[Opening Records section]
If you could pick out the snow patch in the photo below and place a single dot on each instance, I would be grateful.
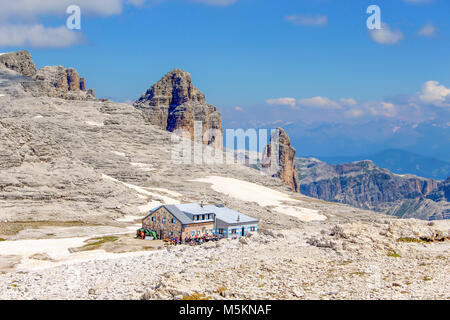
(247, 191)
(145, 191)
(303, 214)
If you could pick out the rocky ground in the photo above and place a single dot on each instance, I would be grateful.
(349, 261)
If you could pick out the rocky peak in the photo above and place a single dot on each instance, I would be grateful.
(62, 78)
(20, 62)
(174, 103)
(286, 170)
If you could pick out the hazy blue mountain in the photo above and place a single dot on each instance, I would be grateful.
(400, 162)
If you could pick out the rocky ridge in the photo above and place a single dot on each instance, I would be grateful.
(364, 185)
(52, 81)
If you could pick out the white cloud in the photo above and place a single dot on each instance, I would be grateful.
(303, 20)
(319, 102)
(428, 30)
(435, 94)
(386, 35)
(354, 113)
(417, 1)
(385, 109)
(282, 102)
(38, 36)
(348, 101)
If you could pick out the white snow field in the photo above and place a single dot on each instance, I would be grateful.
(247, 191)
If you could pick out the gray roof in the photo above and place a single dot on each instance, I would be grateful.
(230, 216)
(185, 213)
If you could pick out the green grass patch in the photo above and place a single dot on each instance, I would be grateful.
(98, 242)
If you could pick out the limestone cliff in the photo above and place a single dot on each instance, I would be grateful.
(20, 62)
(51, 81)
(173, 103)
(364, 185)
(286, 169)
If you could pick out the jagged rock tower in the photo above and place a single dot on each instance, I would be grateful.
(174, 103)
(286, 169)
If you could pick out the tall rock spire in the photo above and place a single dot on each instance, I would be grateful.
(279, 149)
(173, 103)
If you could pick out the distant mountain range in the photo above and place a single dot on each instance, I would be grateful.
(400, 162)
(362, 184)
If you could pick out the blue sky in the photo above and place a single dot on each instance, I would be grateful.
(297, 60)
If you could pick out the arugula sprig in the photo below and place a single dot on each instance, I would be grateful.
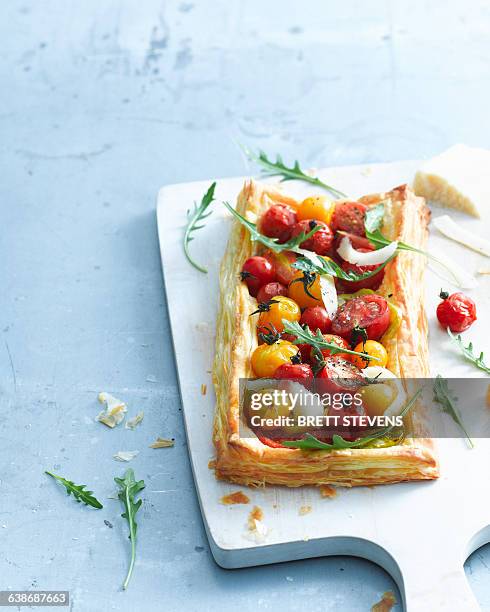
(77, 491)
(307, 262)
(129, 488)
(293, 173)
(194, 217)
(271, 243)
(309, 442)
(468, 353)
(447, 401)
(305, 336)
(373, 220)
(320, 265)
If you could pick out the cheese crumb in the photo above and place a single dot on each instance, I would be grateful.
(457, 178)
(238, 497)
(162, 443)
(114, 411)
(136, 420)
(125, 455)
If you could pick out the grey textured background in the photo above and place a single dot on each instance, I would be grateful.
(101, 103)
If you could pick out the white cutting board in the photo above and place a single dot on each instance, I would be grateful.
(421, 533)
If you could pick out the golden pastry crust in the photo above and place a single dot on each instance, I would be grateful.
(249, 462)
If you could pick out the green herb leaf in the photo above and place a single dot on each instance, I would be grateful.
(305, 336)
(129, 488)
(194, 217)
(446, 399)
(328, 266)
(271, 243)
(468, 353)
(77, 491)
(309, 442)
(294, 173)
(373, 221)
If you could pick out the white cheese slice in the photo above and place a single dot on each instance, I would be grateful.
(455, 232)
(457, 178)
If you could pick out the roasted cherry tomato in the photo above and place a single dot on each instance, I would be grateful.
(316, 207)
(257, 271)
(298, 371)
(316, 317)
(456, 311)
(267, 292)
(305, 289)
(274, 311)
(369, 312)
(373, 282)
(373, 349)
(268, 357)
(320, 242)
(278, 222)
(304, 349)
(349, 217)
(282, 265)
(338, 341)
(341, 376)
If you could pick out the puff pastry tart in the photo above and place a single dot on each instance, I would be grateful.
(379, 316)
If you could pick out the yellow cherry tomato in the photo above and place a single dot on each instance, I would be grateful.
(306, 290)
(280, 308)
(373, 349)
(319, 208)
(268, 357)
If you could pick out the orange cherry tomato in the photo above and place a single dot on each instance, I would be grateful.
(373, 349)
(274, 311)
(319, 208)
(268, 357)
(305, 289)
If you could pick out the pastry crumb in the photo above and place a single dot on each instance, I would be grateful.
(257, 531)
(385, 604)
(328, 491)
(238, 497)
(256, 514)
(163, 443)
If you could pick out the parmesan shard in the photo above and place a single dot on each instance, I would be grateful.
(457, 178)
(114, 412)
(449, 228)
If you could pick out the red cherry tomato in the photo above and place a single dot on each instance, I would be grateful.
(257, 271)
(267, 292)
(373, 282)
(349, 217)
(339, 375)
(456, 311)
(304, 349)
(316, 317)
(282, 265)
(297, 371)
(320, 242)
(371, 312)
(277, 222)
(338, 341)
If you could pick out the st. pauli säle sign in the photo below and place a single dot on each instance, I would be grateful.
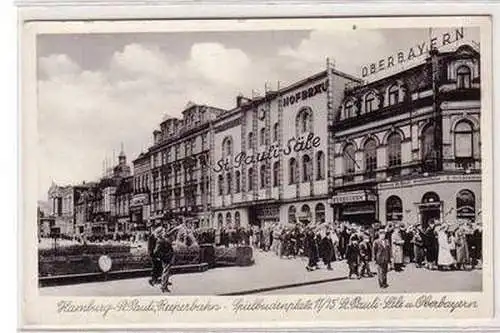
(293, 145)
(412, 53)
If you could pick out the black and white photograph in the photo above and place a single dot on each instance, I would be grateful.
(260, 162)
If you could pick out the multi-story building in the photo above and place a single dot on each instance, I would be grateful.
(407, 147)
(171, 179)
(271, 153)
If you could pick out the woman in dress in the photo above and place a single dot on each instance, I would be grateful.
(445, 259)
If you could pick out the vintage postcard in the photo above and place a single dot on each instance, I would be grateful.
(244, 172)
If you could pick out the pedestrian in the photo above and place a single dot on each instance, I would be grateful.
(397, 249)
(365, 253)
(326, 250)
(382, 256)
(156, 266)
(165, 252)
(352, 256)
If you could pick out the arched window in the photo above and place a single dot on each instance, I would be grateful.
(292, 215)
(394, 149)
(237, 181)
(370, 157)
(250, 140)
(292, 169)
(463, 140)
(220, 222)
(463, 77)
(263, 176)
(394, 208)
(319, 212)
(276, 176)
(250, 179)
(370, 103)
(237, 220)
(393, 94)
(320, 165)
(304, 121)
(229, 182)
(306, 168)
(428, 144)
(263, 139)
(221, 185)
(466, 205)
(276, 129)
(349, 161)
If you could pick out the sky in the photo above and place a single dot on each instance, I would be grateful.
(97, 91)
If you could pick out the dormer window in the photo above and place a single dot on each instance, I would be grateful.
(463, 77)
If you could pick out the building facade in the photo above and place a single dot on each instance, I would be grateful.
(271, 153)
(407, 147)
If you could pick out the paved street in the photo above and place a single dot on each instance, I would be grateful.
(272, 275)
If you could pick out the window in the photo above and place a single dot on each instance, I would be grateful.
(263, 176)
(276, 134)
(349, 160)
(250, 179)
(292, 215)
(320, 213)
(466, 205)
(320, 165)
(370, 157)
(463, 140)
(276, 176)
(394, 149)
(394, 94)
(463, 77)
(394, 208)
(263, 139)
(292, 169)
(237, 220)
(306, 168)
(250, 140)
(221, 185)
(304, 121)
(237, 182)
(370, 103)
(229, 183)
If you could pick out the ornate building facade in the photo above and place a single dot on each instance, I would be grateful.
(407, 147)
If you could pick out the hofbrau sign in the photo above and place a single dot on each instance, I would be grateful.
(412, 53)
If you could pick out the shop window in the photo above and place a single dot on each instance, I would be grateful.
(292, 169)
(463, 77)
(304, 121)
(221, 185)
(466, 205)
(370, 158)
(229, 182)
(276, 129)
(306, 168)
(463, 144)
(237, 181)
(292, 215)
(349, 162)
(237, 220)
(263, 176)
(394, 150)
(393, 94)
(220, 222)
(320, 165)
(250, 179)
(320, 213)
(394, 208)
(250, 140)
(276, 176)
[Closing Records section]
[Opening Records section]
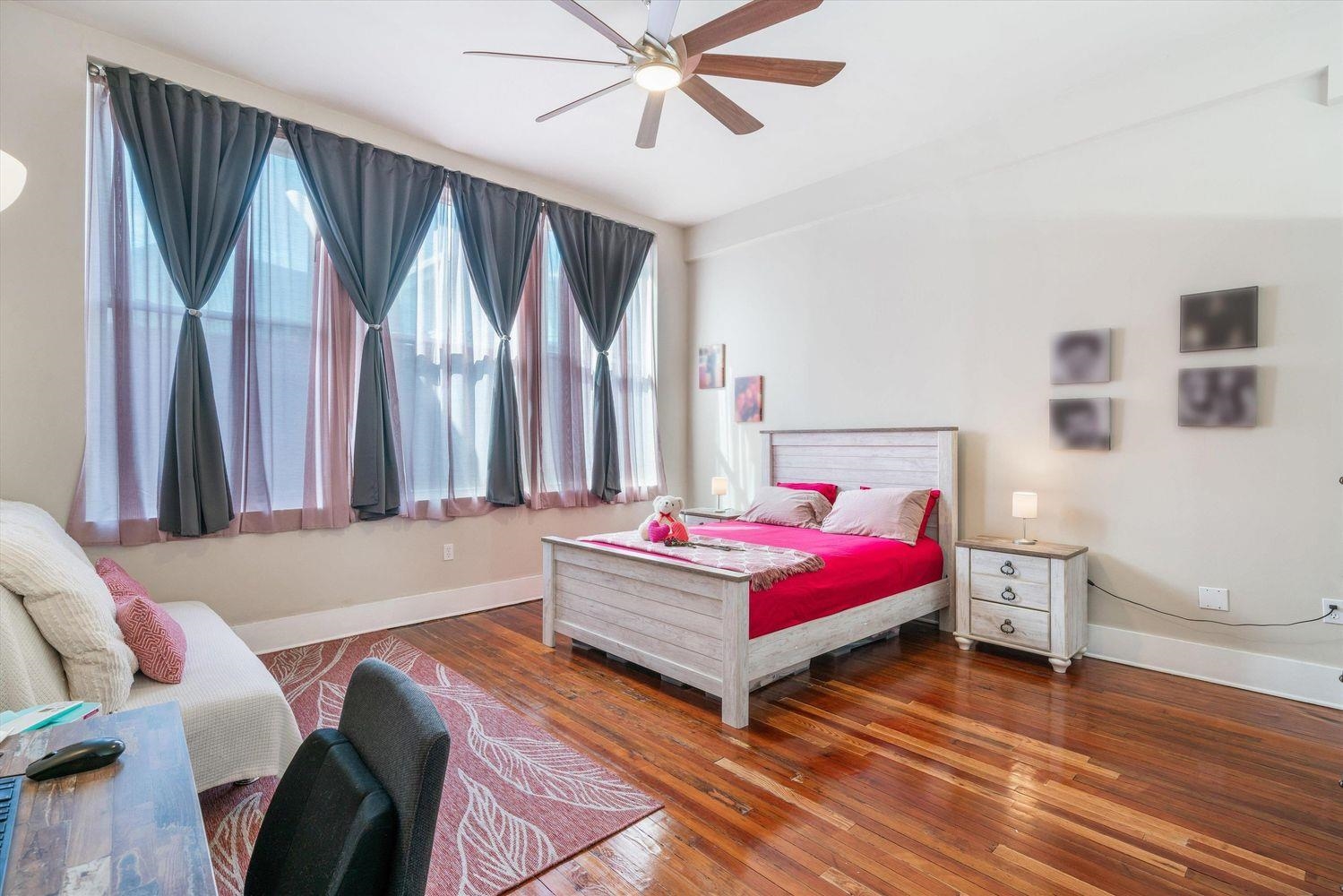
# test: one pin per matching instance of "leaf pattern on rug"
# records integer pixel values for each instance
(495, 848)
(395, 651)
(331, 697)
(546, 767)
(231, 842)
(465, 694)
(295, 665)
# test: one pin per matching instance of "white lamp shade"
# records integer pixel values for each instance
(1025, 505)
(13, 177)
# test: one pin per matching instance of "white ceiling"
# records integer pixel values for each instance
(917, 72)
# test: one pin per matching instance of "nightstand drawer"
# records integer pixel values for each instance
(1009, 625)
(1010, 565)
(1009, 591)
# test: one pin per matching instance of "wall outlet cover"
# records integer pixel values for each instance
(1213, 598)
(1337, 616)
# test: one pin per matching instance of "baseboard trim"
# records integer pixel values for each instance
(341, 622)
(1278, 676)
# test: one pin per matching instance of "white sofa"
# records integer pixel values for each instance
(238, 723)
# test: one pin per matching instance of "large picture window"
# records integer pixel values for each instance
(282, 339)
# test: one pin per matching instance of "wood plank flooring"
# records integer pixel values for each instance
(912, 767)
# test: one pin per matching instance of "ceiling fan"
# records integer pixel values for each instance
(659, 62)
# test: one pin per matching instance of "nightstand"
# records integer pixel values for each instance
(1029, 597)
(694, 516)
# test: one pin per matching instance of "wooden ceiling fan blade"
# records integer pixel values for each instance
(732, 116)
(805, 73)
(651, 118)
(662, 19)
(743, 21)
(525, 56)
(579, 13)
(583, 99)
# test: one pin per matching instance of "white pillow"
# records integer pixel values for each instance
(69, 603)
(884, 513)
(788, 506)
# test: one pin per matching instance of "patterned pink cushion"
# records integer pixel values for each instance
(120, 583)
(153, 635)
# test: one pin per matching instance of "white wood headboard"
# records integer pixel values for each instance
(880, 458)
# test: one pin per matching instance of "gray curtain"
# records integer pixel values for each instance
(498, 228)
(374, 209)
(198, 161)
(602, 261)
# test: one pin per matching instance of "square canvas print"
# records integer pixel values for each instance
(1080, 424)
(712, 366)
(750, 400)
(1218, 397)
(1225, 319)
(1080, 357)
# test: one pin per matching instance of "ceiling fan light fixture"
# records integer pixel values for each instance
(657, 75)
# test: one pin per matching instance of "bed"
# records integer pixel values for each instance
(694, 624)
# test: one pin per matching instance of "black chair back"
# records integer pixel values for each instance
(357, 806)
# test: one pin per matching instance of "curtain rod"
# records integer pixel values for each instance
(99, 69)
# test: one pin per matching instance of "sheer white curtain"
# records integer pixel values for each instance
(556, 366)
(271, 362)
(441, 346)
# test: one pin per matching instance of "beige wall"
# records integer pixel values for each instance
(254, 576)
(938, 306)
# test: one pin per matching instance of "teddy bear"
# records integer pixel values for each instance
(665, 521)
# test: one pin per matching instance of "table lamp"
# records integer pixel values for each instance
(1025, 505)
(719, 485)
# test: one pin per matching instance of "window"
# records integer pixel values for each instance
[Closing Records section]
What you should do:
The answer is every line in the data where the word "wall" appears.

Worked solution:
# test: one pin per matching instance of "wall outlet cover"
# test: one pin per matching instance of "beige wall"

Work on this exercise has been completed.